start Text segment

Last night at book club we discussed Isabel Allende’s In the Midst of Winter. The basic premise of the book is that a chance car accident has a ripple effect on 3 people’s lives. The question “Has a chance encounter ever altered the trajectory of your life,” left me pondering the various serendipitous events that have made up my life.

I often felt the my first trip to Japan came about because I had asked the universe for an adventure. I was approaching my senior year at Oklahoma State University, as a liberal arts major in a rough economy, I was trepidatious about my future prospects. Most of my friends were going on to graduate school to stave off student debt payments--better to be a Ph.D in a booming economy than a jobless grad in a stagnant one. Competing fears plagued me as I considered my options: First, I was afraid that I was going no where with my life. I also feared I wasn't academic, financially solvent or committed enough to handle the rigors of graduate school. The one dream that drove my life was the hope, the desire, the visceral need to see the world with my own eyes and not from the pages of

books or in the comfort of my living room. I didn’t know much how people who had very few resources and substantial student loans were able to travel and live abroad but had a pretty good idea that I would need to work. I started at the library (pre-internet days) by getting the addresses of all the embassies of countries that I was even vaguely interested in visiting. I was pretty indiscriminate in the wide net I cast. Off went my hopes in sealed envelopes, returned were a surprising number of responses. Most really didn’t have anything to offer, but in the end I had decided the JET (Japanese Exchange Teaching) Program was the most ​​promising. I put in my application and waited and waited and waited. It seemed that I hadn’t even made the first cut. I consoled myself with, next year or maybe something else will come up.

end Text segment
start Recorded information

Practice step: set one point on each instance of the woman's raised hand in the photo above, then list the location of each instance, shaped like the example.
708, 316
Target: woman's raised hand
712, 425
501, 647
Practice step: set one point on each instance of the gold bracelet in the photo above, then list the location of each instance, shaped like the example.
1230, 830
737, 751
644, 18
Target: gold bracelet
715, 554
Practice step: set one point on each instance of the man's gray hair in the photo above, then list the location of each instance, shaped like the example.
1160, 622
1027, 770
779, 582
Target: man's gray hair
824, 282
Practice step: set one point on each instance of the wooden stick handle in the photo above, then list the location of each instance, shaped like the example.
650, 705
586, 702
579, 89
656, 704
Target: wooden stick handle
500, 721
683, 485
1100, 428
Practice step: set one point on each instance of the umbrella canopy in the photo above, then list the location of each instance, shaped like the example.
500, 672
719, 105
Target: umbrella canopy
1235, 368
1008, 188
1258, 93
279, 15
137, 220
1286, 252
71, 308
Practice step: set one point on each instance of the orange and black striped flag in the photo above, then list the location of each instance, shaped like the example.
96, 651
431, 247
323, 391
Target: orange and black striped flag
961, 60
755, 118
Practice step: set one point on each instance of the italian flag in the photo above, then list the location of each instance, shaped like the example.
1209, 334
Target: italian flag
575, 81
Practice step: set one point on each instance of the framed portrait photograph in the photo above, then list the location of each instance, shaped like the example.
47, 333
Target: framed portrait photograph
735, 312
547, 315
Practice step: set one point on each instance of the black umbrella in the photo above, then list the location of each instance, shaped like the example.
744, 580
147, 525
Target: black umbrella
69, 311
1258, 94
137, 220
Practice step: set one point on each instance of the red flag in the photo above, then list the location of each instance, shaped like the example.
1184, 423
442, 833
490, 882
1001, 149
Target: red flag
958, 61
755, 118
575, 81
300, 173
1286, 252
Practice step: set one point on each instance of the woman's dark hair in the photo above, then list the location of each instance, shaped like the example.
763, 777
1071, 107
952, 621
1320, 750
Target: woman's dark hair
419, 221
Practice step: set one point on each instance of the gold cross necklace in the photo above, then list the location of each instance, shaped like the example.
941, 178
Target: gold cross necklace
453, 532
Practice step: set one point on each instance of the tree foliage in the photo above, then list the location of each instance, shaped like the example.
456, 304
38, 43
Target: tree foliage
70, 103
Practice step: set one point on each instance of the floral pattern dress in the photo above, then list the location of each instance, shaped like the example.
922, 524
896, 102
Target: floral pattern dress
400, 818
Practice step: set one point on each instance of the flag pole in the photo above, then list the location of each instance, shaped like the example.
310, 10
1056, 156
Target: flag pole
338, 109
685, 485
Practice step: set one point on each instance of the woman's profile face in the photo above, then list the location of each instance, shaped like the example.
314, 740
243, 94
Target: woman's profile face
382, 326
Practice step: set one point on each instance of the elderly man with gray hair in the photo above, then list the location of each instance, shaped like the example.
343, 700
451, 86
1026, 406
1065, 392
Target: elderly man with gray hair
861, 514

end Recorded information

Tasks to complete:
[1] Which qualities does the essay on chance encounters say the writer feared not having enough of for graduate school? List every one.
[2] Which lines in the records contain the word "necklace"? Find each one and copy it in full, treating uppercase and lowercase as different.

Full solutions:
[1]
- Academic
- Financially solvent
- Committed

[2]
Practice step: set one point on each instance of the gold cross necklace in the photo above, then list the location of each instance, shaped like the example.
Target: gold cross necklace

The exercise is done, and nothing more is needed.